## EXERCISE DETAILS
Each line of the data should be transcribed exactly as given.

Top of RAW DATA

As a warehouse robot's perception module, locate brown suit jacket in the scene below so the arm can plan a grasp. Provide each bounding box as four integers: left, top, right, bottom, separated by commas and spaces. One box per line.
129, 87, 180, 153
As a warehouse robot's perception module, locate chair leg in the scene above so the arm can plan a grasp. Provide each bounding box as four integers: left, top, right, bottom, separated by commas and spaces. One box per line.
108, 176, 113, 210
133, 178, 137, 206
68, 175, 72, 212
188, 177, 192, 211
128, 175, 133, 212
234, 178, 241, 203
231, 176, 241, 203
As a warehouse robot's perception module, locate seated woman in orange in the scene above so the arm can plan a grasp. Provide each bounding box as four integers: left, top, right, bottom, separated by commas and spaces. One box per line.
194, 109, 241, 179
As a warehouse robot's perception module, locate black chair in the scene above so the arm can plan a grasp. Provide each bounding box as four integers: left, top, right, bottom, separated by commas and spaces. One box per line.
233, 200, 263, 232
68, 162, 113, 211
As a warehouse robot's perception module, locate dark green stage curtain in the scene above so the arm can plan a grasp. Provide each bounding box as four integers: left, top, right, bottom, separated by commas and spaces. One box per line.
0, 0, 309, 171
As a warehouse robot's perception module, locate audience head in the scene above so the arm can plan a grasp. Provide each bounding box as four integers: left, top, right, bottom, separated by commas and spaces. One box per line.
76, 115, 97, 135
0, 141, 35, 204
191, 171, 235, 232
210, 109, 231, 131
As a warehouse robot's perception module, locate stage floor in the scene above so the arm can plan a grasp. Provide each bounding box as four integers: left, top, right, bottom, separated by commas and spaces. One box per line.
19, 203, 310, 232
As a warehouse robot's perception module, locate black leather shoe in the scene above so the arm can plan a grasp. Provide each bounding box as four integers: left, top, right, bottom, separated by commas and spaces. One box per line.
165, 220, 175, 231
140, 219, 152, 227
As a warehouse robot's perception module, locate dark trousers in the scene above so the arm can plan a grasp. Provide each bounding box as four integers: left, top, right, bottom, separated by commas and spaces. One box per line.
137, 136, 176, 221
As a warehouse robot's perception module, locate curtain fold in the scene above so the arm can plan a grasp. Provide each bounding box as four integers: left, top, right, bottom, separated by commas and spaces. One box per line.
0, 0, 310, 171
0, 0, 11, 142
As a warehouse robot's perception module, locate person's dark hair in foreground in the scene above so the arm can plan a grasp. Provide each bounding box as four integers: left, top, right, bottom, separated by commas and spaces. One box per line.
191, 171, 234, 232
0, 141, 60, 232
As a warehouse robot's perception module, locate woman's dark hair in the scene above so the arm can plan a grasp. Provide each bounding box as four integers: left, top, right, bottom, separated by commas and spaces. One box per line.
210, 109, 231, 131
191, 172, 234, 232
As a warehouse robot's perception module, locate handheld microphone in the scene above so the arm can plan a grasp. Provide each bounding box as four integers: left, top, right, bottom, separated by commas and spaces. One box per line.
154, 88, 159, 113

Bottom of RAW DATA

## YOUR RESPONSE
As a warehouse robot's perception module, locate brown suit jacket in the scene below so the arm can plan a grasp. Provide each bounding box as four integers: left, top, right, bottom, separated by commas and spaces. One box per line.
129, 87, 180, 153
As a warehouse robot's perception module, locate chair leg in the scene above so the arm can plan a grasp. Provide each bounding box as four integers: left, top, right, bottom, separated by commas and spaces. One box per line.
108, 176, 113, 210
133, 178, 137, 206
68, 175, 72, 212
188, 177, 192, 211
128, 175, 133, 212
234, 178, 241, 203
231, 176, 241, 203
As a warehouse robot's perception module, locate seated woman in orange in the scene above so the arm can plan a grasp. Provide each bounding box as four integers: left, top, right, bottom, separated by commas and spaces. One box per line.
194, 109, 241, 179
As a warehouse robot's perception module, locate black chair in the scene above so the arm can plan a grasp. Provide each bounding box as four integers: left, top, right, bottom, separated by commas and spaces. One box per line.
233, 200, 263, 232
68, 162, 113, 211
As a warehouse robot's perception module, locate dark green stage curtain in the scene above so the arm can plan a grasp. Provide each bounding box as four integers: left, top, right, bottom, separated by commas and spaces. One box per line.
0, 0, 309, 171
As a warehouse robot's perception module, locate audience head in the scene above so the arm can plan a grasp. Provide each bounding box as four integers: left, top, right, bottom, separated by commas and spaces. One box per line.
76, 115, 97, 135
0, 141, 35, 204
191, 171, 235, 232
210, 109, 231, 131
As a warehouse robot's perception module, locate stage floor in the scene above so the arm can plan a grasp. Provide each bounding box as four integers: left, top, right, bottom, separated by commas and spaces. One box per line.
19, 203, 310, 232
As a warehouse robot's perception module, locate black leather shoe in the scene above so the arm can plan a grasp. Provide each bounding box as four integers: left, top, right, bottom, separated by commas and spaces. One box per line.
165, 220, 175, 231
140, 219, 152, 227
As a warehouse robot's perception module, locate dark trousers in the scene above so the arm can plan a grasp. Provide each bounding box as four integers: left, top, right, bottom, separated by commas and spaces. One box per line.
137, 136, 176, 221
As a warehouse robot's perception module, locate curtain fold in the scene above so the arm can plan a grasp. Provide each bounding box as four integers: left, top, right, bottom, separated by commas and spaces. One box per line.
0, 0, 310, 171
0, 0, 11, 142
As a warehouse robot's perception module, locate person's dark hair in foreground in the scene above so the arm can plan a grasp. Provide each bounding box as four integers: left, top, right, bottom, separated by commas and spaces. One box per line.
191, 171, 234, 232
0, 141, 60, 232
As a warehouse robot's perception module, locate woman's dark hair in the scene above so the arm can plan a grasp. Provide each bounding box as four integers: left, top, right, bottom, separated by commas and spaces. One box per line.
210, 109, 231, 131
191, 172, 234, 232
As a warehouse robot's perception module, locate handheld microphone in the scene above so the arm can plan a grasp. Provide each bounding box as four integers: left, top, right, bottom, separated by commas and spaces. One box per line.
154, 88, 159, 113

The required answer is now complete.